>> Start Task input

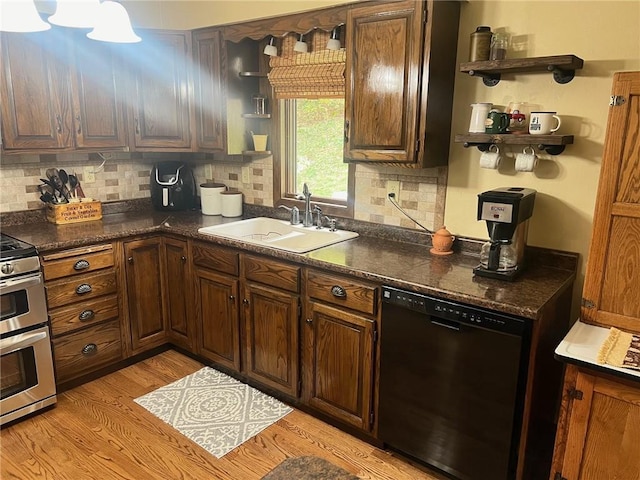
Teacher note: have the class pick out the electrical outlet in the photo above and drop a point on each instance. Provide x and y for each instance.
(393, 186)
(246, 175)
(88, 175)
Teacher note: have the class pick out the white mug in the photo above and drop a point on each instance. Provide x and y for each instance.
(490, 159)
(541, 123)
(527, 160)
(479, 114)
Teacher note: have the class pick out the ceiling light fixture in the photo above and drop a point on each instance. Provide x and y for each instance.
(271, 49)
(76, 13)
(300, 45)
(21, 16)
(114, 24)
(334, 40)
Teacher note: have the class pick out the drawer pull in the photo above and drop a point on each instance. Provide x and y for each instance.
(81, 265)
(338, 291)
(86, 315)
(83, 288)
(90, 349)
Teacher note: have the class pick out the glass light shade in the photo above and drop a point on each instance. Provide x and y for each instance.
(20, 16)
(76, 13)
(300, 45)
(271, 49)
(113, 25)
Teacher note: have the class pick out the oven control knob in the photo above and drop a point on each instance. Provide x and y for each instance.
(7, 268)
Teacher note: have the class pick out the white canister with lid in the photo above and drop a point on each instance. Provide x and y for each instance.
(210, 198)
(231, 204)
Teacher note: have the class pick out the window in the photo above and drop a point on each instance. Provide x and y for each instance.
(312, 153)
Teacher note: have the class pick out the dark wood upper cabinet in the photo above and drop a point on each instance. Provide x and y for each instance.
(209, 91)
(399, 82)
(35, 92)
(161, 113)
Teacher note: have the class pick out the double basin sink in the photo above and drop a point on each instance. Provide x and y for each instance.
(271, 232)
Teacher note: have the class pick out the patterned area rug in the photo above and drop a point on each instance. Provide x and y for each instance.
(214, 410)
(308, 468)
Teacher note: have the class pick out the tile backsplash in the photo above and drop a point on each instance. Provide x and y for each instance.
(125, 176)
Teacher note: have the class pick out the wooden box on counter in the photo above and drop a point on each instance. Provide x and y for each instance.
(74, 212)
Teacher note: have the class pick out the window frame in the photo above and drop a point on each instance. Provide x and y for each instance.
(282, 169)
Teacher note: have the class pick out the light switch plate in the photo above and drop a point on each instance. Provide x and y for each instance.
(88, 175)
(246, 175)
(393, 186)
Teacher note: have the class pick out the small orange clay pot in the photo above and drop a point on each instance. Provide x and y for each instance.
(442, 241)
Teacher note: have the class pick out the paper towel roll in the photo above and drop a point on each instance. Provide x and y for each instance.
(490, 160)
(526, 162)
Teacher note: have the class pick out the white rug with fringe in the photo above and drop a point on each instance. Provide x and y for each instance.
(214, 410)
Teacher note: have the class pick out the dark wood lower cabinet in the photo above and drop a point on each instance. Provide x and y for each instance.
(338, 367)
(144, 277)
(179, 293)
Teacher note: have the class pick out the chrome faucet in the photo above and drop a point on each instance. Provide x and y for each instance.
(307, 216)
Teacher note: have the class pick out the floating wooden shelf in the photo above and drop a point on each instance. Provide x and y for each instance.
(256, 115)
(563, 67)
(552, 144)
(253, 74)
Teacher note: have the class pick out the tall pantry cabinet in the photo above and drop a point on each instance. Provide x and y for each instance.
(599, 427)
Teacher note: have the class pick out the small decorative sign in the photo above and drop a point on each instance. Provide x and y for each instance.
(74, 212)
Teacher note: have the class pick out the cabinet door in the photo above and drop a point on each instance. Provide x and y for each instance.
(98, 95)
(161, 112)
(218, 318)
(179, 293)
(384, 46)
(144, 290)
(208, 91)
(339, 364)
(35, 91)
(613, 270)
(603, 436)
(271, 329)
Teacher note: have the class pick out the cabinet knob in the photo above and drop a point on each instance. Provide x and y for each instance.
(81, 265)
(83, 288)
(86, 315)
(90, 349)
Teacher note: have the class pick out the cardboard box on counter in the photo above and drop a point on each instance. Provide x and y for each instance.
(74, 212)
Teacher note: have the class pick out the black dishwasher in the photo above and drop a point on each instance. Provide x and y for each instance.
(452, 382)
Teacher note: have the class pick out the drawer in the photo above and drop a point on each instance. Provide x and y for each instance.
(271, 273)
(82, 352)
(342, 291)
(67, 291)
(216, 258)
(77, 262)
(80, 315)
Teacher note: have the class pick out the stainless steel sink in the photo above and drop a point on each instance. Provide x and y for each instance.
(280, 234)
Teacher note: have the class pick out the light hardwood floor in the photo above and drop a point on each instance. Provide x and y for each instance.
(97, 431)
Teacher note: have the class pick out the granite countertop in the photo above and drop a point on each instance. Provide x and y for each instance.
(381, 258)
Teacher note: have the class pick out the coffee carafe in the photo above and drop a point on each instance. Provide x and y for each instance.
(507, 212)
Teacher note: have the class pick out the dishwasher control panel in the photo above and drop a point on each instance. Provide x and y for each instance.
(453, 311)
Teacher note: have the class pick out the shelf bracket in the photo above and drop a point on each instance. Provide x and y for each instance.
(561, 76)
(489, 79)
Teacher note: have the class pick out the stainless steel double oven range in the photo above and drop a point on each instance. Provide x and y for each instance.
(27, 380)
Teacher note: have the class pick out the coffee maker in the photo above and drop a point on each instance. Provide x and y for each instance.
(173, 186)
(507, 211)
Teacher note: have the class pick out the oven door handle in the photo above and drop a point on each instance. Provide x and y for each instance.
(18, 342)
(11, 285)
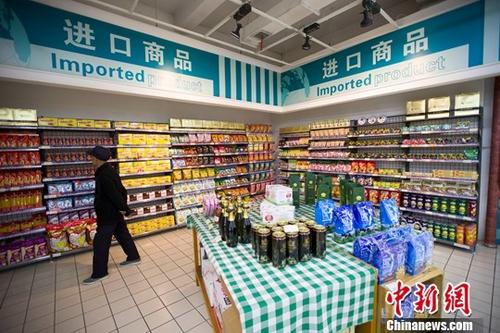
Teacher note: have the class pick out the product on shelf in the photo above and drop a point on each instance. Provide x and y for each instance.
(133, 139)
(69, 171)
(65, 139)
(20, 178)
(13, 201)
(138, 125)
(19, 158)
(128, 168)
(18, 140)
(259, 128)
(163, 222)
(147, 181)
(67, 156)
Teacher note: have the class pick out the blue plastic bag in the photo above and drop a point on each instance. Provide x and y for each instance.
(389, 213)
(363, 217)
(323, 212)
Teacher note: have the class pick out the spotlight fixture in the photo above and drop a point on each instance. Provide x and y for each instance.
(370, 8)
(236, 32)
(243, 11)
(307, 45)
(311, 28)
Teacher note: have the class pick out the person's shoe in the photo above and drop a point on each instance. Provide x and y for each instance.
(92, 280)
(130, 262)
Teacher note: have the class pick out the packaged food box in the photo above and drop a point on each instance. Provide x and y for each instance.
(122, 124)
(279, 194)
(67, 122)
(46, 121)
(465, 101)
(271, 213)
(437, 104)
(6, 114)
(24, 114)
(87, 123)
(102, 124)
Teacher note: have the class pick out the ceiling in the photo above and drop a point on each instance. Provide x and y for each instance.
(202, 16)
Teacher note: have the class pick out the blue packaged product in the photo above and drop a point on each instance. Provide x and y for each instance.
(363, 217)
(343, 220)
(419, 253)
(323, 212)
(389, 213)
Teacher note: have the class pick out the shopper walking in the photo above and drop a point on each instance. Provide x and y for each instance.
(111, 206)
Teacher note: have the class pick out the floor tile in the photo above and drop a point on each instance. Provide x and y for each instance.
(189, 320)
(150, 306)
(127, 316)
(122, 305)
(70, 325)
(101, 326)
(138, 326)
(180, 307)
(158, 318)
(171, 297)
(96, 315)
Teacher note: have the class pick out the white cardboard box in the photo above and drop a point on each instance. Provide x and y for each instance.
(272, 213)
(279, 194)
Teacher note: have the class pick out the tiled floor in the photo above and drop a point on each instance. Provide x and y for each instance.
(160, 295)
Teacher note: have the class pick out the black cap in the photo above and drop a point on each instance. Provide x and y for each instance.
(101, 153)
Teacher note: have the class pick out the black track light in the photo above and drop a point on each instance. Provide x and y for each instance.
(243, 11)
(236, 32)
(307, 45)
(367, 19)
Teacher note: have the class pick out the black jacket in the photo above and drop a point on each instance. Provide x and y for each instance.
(110, 195)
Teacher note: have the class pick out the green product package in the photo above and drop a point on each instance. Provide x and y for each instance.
(324, 192)
(356, 193)
(310, 180)
(294, 182)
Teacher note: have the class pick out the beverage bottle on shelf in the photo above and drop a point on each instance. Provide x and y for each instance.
(239, 217)
(232, 232)
(247, 225)
(223, 219)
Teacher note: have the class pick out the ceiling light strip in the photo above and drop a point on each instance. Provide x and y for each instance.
(187, 31)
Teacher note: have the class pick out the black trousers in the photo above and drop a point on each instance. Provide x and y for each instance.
(102, 242)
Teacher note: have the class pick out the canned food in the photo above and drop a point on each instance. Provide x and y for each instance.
(304, 244)
(292, 247)
(318, 235)
(279, 249)
(263, 245)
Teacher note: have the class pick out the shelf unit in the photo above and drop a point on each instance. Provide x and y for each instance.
(399, 127)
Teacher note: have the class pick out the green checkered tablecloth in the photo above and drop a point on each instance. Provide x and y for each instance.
(321, 295)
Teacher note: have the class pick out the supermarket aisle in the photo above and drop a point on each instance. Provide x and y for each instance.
(160, 295)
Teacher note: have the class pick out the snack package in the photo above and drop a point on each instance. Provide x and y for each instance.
(343, 221)
(76, 234)
(419, 253)
(91, 228)
(58, 240)
(389, 213)
(363, 217)
(323, 212)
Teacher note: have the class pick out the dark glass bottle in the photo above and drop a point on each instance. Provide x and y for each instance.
(239, 218)
(232, 231)
(222, 220)
(247, 226)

>> End Task input

■ Required task:
Copy, character for character, the lines from the line that holds "Teacher note: have the class pick out the beverage" through the final line of the records above.

■ Result of the task:
Teacher note: have the class pick out the beverage bottle on shelf in the photo above and drop a point on each instance. Provide x and y for each instance.
(239, 217)
(232, 232)
(247, 225)
(223, 219)
Teacher note: have the class pick out the ceiling light strip in the photo above and drop a point on each instance. Provide x and y for each instance.
(187, 31)
Teacher note: have the class pick out the black trousers in the photo above and drop a point on each instance. Provide x and y for each instance.
(102, 242)
Teacher note: have the class pick out the canned food in the photo above and drop a point on each instance. Provide x and y for each instance.
(304, 244)
(292, 247)
(318, 235)
(279, 249)
(263, 245)
Teacher note: have the class pick out the shelf unit in the photo above and drop a point on each instance. Provide x and y for each instance.
(399, 127)
Teacher note: have the class pick out the green checkered tablecloth in the photo above and drop a point on each instance. Provide x and y for each instance.
(321, 295)
Teacher note: have the class pick out the supermarket aisle in the photo above and drop a point on each instance. Provide x and y for each instance.
(160, 295)
Teacher note: have the class pick out the snack package in the photo above and drop a point on each instance. Provide x and y for each instance.
(343, 221)
(76, 234)
(419, 253)
(91, 228)
(58, 240)
(389, 213)
(363, 217)
(323, 212)
Teacher note: have the class pick out the dark glass bottle in the photo above and drop a point on each instance. Provide x and y for each instance.
(239, 218)
(232, 231)
(222, 220)
(247, 226)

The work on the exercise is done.